##### Working data #####

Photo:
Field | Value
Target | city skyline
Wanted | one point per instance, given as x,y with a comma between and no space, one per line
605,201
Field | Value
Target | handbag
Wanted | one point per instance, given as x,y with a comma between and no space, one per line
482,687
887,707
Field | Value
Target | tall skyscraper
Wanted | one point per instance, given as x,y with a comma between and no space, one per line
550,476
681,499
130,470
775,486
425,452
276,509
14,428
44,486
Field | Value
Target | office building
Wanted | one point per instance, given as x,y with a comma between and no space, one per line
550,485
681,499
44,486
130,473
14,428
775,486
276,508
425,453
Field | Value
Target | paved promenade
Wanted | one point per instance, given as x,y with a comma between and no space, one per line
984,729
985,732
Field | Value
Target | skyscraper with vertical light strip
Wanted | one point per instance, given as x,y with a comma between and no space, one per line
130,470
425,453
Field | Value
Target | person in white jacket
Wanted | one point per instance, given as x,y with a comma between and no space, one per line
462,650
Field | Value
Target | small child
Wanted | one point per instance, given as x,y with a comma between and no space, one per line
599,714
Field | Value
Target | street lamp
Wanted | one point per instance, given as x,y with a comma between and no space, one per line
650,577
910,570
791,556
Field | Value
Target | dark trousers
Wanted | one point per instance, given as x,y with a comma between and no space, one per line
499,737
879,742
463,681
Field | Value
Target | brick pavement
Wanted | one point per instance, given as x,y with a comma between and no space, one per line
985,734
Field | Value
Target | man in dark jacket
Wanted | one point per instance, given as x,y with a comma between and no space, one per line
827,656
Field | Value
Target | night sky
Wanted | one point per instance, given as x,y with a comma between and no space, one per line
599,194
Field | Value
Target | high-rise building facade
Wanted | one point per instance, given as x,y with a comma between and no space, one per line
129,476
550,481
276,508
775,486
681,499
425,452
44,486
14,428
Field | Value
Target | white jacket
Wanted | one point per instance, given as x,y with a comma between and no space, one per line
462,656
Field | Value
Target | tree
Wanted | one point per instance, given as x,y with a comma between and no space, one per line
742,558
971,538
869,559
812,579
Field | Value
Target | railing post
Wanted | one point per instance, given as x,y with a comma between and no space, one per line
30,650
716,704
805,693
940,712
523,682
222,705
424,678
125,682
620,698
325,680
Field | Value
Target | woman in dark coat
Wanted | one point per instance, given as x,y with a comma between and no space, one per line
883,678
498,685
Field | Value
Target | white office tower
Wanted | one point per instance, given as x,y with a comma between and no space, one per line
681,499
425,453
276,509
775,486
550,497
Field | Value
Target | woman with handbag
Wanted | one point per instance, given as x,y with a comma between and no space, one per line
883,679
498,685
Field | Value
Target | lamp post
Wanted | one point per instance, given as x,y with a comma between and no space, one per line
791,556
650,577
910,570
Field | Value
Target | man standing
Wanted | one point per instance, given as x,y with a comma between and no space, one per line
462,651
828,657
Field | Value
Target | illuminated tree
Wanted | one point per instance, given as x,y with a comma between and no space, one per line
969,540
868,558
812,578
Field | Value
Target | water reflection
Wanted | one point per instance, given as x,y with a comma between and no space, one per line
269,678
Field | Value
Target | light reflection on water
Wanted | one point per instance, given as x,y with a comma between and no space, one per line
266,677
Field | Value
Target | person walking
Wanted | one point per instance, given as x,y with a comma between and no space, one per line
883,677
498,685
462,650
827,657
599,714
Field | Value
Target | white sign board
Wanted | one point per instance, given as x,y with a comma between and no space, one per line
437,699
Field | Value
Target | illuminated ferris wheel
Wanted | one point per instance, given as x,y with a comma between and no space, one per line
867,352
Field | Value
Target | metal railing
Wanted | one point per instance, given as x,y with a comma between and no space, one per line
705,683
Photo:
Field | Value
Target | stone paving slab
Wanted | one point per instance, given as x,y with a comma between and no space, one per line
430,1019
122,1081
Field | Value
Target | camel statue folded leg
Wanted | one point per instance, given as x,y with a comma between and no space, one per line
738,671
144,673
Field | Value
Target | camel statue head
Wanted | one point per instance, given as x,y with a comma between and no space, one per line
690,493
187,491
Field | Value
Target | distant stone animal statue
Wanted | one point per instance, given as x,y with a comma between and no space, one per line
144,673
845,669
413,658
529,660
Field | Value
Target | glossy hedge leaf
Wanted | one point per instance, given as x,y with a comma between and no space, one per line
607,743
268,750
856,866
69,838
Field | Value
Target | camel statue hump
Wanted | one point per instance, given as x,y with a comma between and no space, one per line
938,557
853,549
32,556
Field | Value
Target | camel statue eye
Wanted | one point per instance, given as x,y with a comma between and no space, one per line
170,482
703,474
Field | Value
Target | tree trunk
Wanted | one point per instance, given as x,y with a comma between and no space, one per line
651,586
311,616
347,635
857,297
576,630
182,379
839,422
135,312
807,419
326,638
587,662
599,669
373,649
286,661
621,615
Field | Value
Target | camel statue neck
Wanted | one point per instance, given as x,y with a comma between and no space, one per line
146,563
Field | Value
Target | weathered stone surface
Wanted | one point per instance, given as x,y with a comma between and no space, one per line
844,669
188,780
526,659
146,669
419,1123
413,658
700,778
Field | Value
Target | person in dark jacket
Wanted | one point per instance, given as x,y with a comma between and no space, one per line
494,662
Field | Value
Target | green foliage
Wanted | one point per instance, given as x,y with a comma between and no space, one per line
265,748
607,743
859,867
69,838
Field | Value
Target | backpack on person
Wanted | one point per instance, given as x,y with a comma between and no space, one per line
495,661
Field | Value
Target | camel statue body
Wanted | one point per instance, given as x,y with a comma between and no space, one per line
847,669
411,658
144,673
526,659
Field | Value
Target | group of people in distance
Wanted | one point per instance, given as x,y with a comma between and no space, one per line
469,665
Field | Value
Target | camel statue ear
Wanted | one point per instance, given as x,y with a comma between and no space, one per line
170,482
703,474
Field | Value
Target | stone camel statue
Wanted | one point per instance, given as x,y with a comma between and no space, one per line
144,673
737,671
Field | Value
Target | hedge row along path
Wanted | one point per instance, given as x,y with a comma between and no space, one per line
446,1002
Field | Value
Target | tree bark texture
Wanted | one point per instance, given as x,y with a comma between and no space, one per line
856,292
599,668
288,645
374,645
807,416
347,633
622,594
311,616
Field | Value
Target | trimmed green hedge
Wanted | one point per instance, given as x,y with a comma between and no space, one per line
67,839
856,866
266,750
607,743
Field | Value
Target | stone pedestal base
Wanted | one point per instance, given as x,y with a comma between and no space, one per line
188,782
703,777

#####

**Request**
Reproduce all the records precisely.

**Right answer**
Photo:
Field | Value
Target | city skyline
Wanted | one point per instance, given as x,y with a comma between and no space, one per line
605,201
Field | Value
Target | handbag
Wanted | one point per instance, given as x,y with a comma between and no space, one per line
482,687
887,707
Field | Value
Target | tall skyscraper
Wanted | one point per instance, given as x,y with a comma between and no space, one per line
550,476
681,499
130,470
775,486
425,452
276,509
14,428
44,486
Field | Value
Target | office building
Wanted | one point per instance, given as x,y with a comma between and no space, one per line
550,485
681,499
44,486
130,473
14,428
775,486
276,508
425,453
Field | Value
Target | paved promenade
Wanted | one point per instance, given as x,y with a comma between and no space, one per line
984,729
985,732
Field | Value
Target | skyscraper with vertical light strip
Wanted | one point per instance, given as x,y with a comma between and no space, one per line
130,470
425,453
Field | Value
Target | person in white jacket
Wanted | one point per instance, given as x,y with a comma between and no space, one per line
462,650
Field | Value
Target | small child
Wanted | one point per instance, given as x,y with a comma between and no space, one per line
599,714
Field | Value
Target | street lamp
Wanted | one point per instance, given as x,y with a comma between and no space, one per line
650,577
910,570
791,556
Field | Value
Target | dark trousers
Wanted | one point per instance, given as x,y with a comma between and no space, one per line
499,737
879,742
463,681
Field | Value
Target | brick pavement
Wanted | one point per instance, given as x,y with a comma between and no space, one per line
985,734
Field | Value
Target | man in dark jacket
Wanted | one point per instance, given as x,y with a comma between and no space, one per line
827,656
Field | Value
Target | night sky
Wanted | one point per instance, given as x,y with a comma between and no space, one per line
599,194
Field | Value
Target | high-rise building facade
Wanted | one point per instance, given as x,y with a comma between and no space, one per line
129,476
550,481
276,508
775,486
681,499
425,452
44,486
14,428
Field | Value
Target | white jacket
Wanted | one point per instance, given as x,y with a comma between and no space, one per line
462,656
Field | Value
Target | tree
Wanted | one point per instance, given as x,y with a comma between and no space, one per line
742,558
971,538
869,559
812,579
Field | Value
Target | railing post
Wanted | one point per instance, given as x,y with a comma between and no space, one per line
30,650
716,704
805,693
940,712
523,682
222,705
424,678
125,682
620,698
325,680
Field | Value
Target | woman in dark coat
Wanted | one point per instance, given as x,y with a comma between and no space, one per line
883,678
498,685
Field | Value
Target | white office tower
Wanted | one point per instance, given as x,y with a comma between and no space, one per line
681,499
425,453
276,509
775,486
550,497
Field | Value
Target | woman with handbag
Wanted | one point per instance, given as x,y with a comma between and no space, one per line
883,679
498,685
Field | Value
Target | lamp post
Wanted | one point per instance, given as x,y with a comma between and no space, one per line
791,556
650,577
910,570
Field | Value
Target | man standing
Wanted | one point per instance, given as x,y with a comma between and no space, one per line
462,651
828,657
Field | Value
Target | illuminated tree
Wanted | one point per instance, given as x,y with a comma between and no space, one per line
969,540
868,558
812,578
Field | Value
Target | water reflection
Wanted | one point per instance, given as x,y with a comma between and no space, one per line
269,678
Field | Value
Target | light reflection on water
Wanted | one point per instance, given as x,y with a comma between and no space, one per line
266,677
Field | Value
Target | person walking
Wanted | one point per instance, given as x,y with a comma between and no space, one per line
883,677
498,685
462,650
827,657
599,714
Field | Value
Target | white sign board
Wanted | one point per instance, given as x,y with a comma between and no space, one per line
437,699
Field | Value
Target | illuminated ferris wheel
Wanted | one point per instance, given as x,y with a comma between and no space, one per line
867,352
Field | Value
Target | metal railing
Wanted | one point per instance, given as x,y with a comma between and no space, one per line
705,683
Photo:
Field | Value
Target | stone paving slab
Wanted | one point per instance, given as x,y with a comma between and no space, one per line
430,1019
122,1081
Field | Value
Target | camel statue folded leg
Wanted | one point per instance, given as x,y with a comma between and no space, one per line
738,671
144,673
Field | Value
Target | camel statue head
Wanted | one point per instance, given as x,y with a comma between and no space, one per line
690,493
187,491
Field | Value
Target | distant stone animal statue
Wanted | one point per instance, given as x,y with a comma between and no space, one per line
144,673
845,669
413,658
529,660
Field | Value
Target | glossy hedge leaf
Wanted | one point per instance, given as x,y with a comma between and no space, one per line
607,743
268,750
856,866
69,838
Field | Value
Target | camel statue hump
Wanted | one point per instance, given as x,y with a comma between and no space, one per line
938,557
853,549
32,556
Field | Value
Target | camel statue eye
Wanted | one point per instance, given as x,y with a comma between and no space, one per line
170,482
703,474
Field | Value
Target | tree trunk
Wanted | one point per instance, given as x,y with a comma between and no space, one per line
651,586
311,616
347,635
857,297
576,630
182,379
839,422
135,312
807,419
326,638
587,662
599,669
373,649
286,661
621,615
Field | Value
Target | camel statue neck
Wanted | one point per instance, given as x,y with a comma between and no space, one per line
146,563
Field | Value
Target | weathered stone surface
Wanted | one point per instance, given as x,y with a comma between and no space, one per line
844,669
188,780
526,659
146,669
419,1123
413,658
700,778
Field | Value
Target | person in dark jacket
Wanted | one point per instance, given as x,y with a comma between and no space, one per line
494,662
Field | Value
Target | green foliage
Wanted | one point per instance, given as x,y with a comma between and no space, one per line
265,748
607,743
859,867
69,838
Field | Value
Target | backpack on person
Wanted | one point per instance, given as x,y with a comma between and no space, one per line
495,661
Field | Value
Target | camel statue body
Wanted | one point per instance, given as x,y with a comma between and no space, one per line
847,669
411,658
144,673
526,659
Field | Value
Target | group of people in distance
Wanted | one point per instance, given as x,y with a comma between and no space, one per line
469,665
Field | Value
Target | camel statue ear
Wanted | one point per instance, given as x,y with a comma between and no space, one per line
170,482
703,474
Field | Value
Target | stone camel statue
Wanted | one point per instance, given as x,y with a comma between and no space, one per line
144,673
737,671
Field | Value
Target | hedge row along path
Wanted | one point per instance, given as x,y with a comma between and no space, one per line
446,1002
Field | Value
Target | tree bark texture
Wanted | one point per instance, given as x,y with a comma between and no space, one per line
856,292
599,668
288,645
374,645
807,416
347,633
622,594
311,616
Field | Value
Target | trimmed green hedge
Wanted | one point per instance, given as x,y with a comma between and no space, one per line
67,839
856,866
266,750
607,743
Field | Value
Target | stone pedestal base
Wanted | one point per instance, given as x,y with a comma between and no space, one per line
188,782
703,777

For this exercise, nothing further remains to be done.